→ Problem to solve: No image is to be carried over; reproduce the rest of the listing word for word.

^^^^^^^^

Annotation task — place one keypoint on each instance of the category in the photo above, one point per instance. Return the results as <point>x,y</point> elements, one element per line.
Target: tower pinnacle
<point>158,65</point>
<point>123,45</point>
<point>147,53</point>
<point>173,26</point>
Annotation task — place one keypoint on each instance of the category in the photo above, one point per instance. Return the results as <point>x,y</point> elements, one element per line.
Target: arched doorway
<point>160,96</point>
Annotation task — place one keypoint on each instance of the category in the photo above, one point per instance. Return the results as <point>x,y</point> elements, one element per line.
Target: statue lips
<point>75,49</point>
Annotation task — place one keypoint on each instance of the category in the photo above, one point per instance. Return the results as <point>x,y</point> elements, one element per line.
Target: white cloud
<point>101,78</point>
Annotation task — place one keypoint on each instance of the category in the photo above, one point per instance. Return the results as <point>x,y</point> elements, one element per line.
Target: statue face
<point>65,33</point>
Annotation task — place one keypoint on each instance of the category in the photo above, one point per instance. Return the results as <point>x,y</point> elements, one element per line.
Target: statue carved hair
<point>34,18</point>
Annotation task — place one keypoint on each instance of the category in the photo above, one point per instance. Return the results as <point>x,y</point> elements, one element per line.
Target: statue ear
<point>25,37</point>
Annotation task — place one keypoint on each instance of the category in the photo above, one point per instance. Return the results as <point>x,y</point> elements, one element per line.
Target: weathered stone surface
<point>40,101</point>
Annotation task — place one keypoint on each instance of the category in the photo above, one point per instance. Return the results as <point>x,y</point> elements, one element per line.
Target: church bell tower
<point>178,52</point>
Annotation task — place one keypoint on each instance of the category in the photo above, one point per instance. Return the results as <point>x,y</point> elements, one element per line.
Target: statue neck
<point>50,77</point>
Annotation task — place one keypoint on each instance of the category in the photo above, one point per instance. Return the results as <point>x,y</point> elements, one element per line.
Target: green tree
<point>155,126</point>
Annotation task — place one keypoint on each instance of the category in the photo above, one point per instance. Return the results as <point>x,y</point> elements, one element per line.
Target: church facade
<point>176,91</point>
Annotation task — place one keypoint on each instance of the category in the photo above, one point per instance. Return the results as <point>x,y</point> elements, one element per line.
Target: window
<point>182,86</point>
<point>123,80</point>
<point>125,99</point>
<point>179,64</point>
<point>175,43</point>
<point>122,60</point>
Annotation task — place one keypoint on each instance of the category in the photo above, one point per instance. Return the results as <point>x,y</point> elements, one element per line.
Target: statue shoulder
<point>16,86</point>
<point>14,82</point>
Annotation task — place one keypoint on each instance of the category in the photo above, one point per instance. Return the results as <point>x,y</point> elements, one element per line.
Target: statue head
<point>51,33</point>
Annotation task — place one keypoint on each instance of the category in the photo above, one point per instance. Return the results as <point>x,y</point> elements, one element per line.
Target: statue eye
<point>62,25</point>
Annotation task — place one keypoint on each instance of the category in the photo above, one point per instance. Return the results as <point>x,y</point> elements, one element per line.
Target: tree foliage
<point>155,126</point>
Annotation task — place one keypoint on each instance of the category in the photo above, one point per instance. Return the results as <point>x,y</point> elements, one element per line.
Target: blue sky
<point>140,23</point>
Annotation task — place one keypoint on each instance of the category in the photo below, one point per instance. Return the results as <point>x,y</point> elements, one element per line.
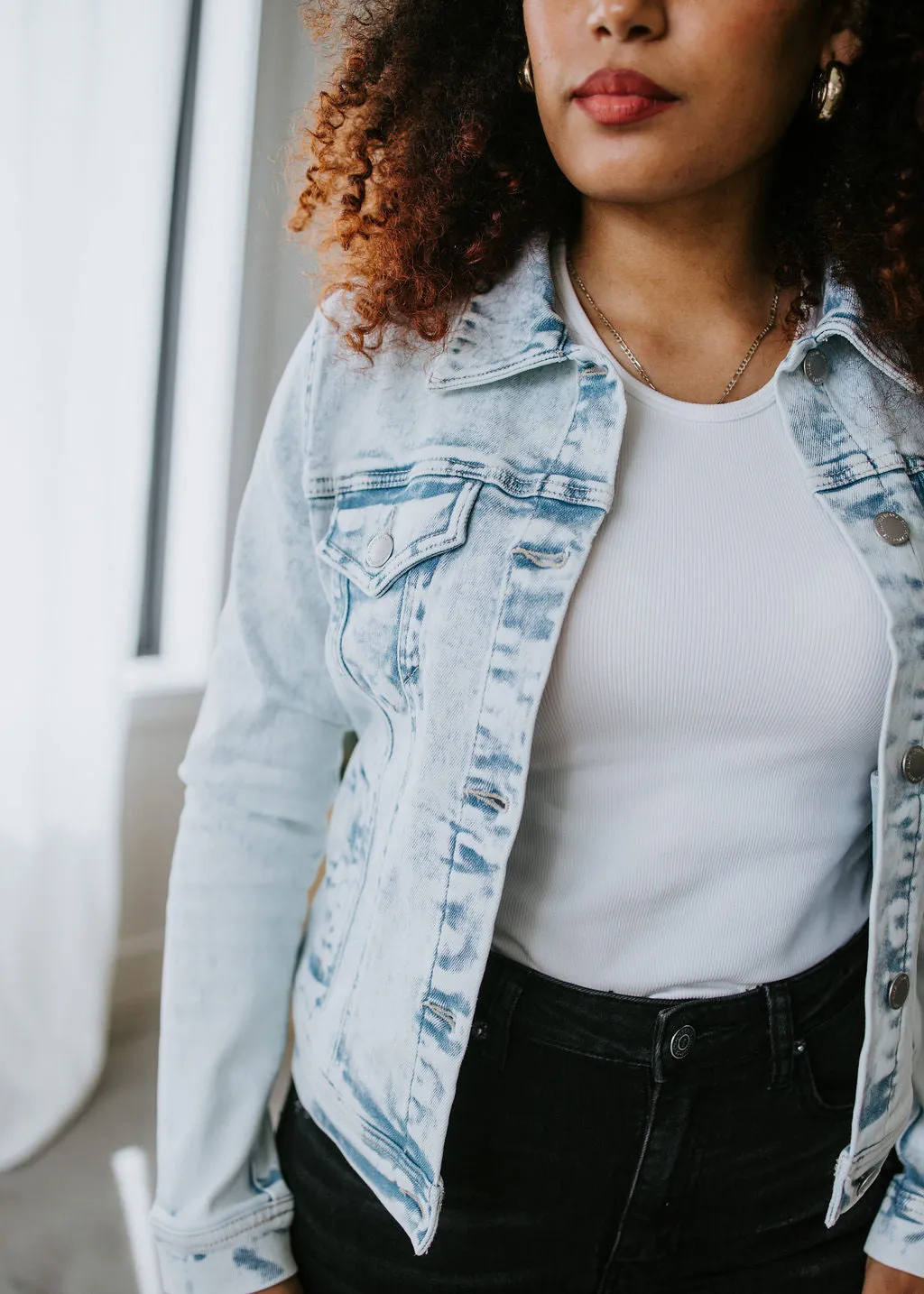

^^^^^^^^

→ Reply:
Annotation task — place one keypoint on each instance of the category in the photo above, one point per instance. Return the results as <point>x,y</point> elements, one element per line.
Target: tower pinnacle
<point>158,65</point>
<point>123,45</point>
<point>147,53</point>
<point>173,26</point>
Annotation task — place one keypoint on each instance of the category in the photo above, one point per instance. Return the results as <point>x,y</point> elements, one element per line.
Target: arched doorway
<point>160,96</point>
Annotation task — place one keypoint on each instance of the category in the photo above, one point per instance. Return the results as <point>x,y</point> elements, one element per line.
Target: statue lips
<point>75,49</point>
Annotation task — place one keypoint on each instance of the category in the photo above, one point per instance. Return the results as <point>x,y</point> elements, one element per line.
Target: white cloud
<point>101,78</point>
Annotation task — place one keypoint on each instance of the category in the photo above, one point per instance. Return the results as <point>x,y</point> elements, one element per line.
Target: statue face
<point>65,33</point>
Annotation task — place one keypoint on each instance of the category in the photo above, one point per instance. Return the results as <point>x,y</point> elements, one element per line.
Target: statue carved hair
<point>34,18</point>
Annotation task — place one keypoint on each instance of the category in the photo above, one point per instance. Return the results as <point>x,y</point> elements, one element per line.
Target: statue ear
<point>25,37</point>
Annotation task — place one keypoint on each instance of the category in the photo above, one point per instance. Return the results as <point>x,y</point> elements, one element per line.
Target: weathered stone surface
<point>40,101</point>
Annotation task — place one keypoint on each instance of the category in the photo above, one point per instance. Return the results as <point>x,y</point> elements, one element per line.
Target: church bell tower
<point>178,52</point>
Annotation task — place one keypoint on each instance of the category in the photo above, one point per instance. Return the results as <point>x,y</point> elements, one element per line.
Target: statue neck
<point>50,77</point>
Annotation task — place one keypoint on each instance of the category in the photo above, one point per instance. Return the results as <point>x,y</point> elements, one element per line.
Target: green tree
<point>155,126</point>
Annotation task — place one keypoint on each instance of the category in the photo above, one point per instance. Return the results as <point>x,y</point> elements, one element per line.
Target: church facade
<point>176,91</point>
Annotation task — place one keypoint on each instance of the category in the photo above, one point per instance. Return the results as <point>x,y</point> elements, one element per line.
Target: window
<point>182,86</point>
<point>123,80</point>
<point>125,99</point>
<point>179,64</point>
<point>175,43</point>
<point>122,60</point>
Annotation task — place one keypoint on each instance of the category in the photo above, one point per instance. Return the results as <point>x,y</point> elements, one element per line.
Target: statue shoulder
<point>16,86</point>
<point>14,82</point>
Annotation task — place one keypoint on each instance of the category in the photo above, one point per instance. Return the results as <point>x,y</point> elements, one element per line.
Target: statue head
<point>51,33</point>
Annotation task — place one keypoint on each instance of the category in the photo above, one point per instance. Return the results as <point>x,y</point> elements, one element per line.
Target: statue eye
<point>62,25</point>
Annotation task — place one keypoint on each instance of the category in the photo above, one point per instance. Return the results as <point>x,y</point> elements, one element per line.
Target: tree foliage
<point>155,126</point>
Annotation task — place one keypoint on each instance of the category in the photo above, one point per instance. Return the results as <point>x,y</point> elements, one element per line.
Target: blue sky
<point>140,23</point>
Annotation task — place one keypoint on each instance of the category in the photo below, one point per instance. Return the results as <point>x,y</point> elements, one element per line.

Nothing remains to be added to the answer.